Extract, from the records beneath this instruction, each line that contains the word "green".

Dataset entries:
-- Opening Marker --

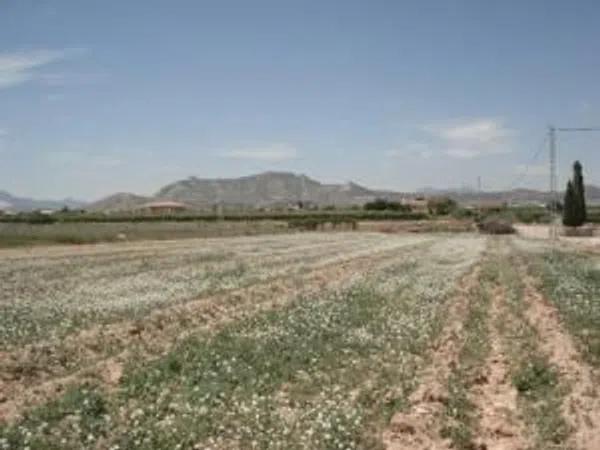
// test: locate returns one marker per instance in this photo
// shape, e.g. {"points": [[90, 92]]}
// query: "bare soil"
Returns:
{"points": [[581, 407], [420, 427], [500, 425]]}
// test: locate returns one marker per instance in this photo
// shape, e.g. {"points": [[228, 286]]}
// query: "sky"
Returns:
{"points": [[98, 97]]}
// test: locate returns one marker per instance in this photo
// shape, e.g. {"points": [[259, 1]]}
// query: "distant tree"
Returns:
{"points": [[441, 206], [570, 206], [575, 211], [382, 204], [579, 191]]}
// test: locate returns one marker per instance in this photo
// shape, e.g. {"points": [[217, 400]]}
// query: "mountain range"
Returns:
{"points": [[12, 202], [268, 189]]}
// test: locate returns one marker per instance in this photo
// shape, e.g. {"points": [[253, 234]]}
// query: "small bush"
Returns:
{"points": [[496, 226]]}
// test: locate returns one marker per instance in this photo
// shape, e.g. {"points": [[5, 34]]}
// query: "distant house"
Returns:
{"points": [[163, 207], [418, 204]]}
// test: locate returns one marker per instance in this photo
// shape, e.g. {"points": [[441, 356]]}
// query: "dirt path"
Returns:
{"points": [[35, 376], [581, 407], [494, 396], [420, 427]]}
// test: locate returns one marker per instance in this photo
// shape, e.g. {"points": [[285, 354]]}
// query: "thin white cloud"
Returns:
{"points": [[272, 153], [82, 159], [410, 151], [537, 170], [473, 138], [21, 66]]}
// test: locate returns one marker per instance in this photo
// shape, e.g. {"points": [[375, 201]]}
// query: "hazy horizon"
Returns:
{"points": [[129, 96]]}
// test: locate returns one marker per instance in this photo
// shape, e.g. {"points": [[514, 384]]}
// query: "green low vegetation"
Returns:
{"points": [[540, 394], [572, 282]]}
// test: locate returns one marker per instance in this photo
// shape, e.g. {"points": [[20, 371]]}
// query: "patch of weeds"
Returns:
{"points": [[535, 378], [572, 282], [540, 393], [77, 420]]}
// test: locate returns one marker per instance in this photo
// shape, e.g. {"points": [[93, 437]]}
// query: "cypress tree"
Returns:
{"points": [[579, 192], [569, 208]]}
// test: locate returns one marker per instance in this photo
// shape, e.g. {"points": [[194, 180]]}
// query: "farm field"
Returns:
{"points": [[349, 340]]}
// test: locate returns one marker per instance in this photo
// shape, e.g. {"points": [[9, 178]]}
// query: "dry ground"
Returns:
{"points": [[321, 340]]}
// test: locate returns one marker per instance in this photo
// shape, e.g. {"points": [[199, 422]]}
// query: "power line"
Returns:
{"points": [[520, 177]]}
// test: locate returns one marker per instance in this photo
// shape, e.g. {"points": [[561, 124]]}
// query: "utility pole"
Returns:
{"points": [[553, 183]]}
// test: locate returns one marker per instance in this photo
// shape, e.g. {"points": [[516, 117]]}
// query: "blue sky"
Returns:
{"points": [[104, 96]]}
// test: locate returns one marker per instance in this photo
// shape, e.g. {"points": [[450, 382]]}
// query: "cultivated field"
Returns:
{"points": [[301, 341]]}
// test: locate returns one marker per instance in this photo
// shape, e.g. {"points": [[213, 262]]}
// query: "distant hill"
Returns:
{"points": [[274, 188], [11, 202], [121, 201], [281, 188], [262, 190]]}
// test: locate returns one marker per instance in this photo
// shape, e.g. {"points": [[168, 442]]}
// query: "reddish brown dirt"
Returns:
{"points": [[419, 427], [39, 373], [581, 407], [495, 398]]}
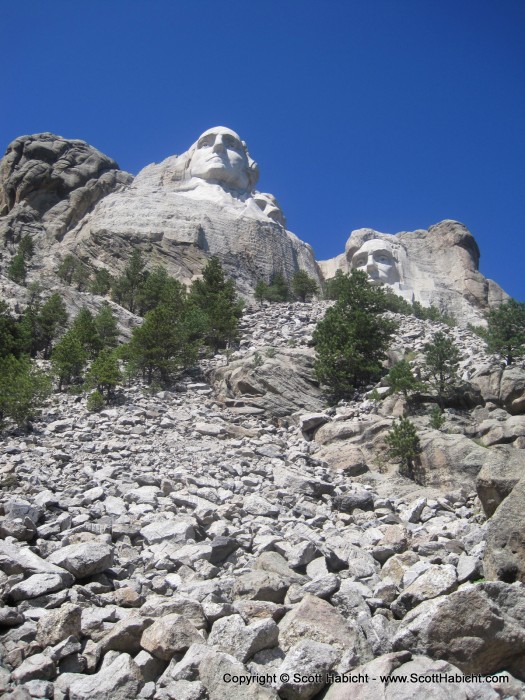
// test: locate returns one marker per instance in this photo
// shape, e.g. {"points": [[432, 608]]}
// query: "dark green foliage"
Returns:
{"points": [[106, 327], [104, 373], [23, 388], [167, 341], [95, 402], [85, 329], [68, 359], [215, 297], [125, 289], [157, 288], [437, 419], [16, 270], [505, 332], [303, 286], [42, 324], [352, 339], [401, 380], [101, 283], [403, 445], [442, 359]]}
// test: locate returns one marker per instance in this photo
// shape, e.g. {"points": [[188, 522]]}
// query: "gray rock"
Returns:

-- Closing Marker --

■ ANSWER TO THE PROBLEM ■
// query: "green low vegetation"
// query: "dark green foliage"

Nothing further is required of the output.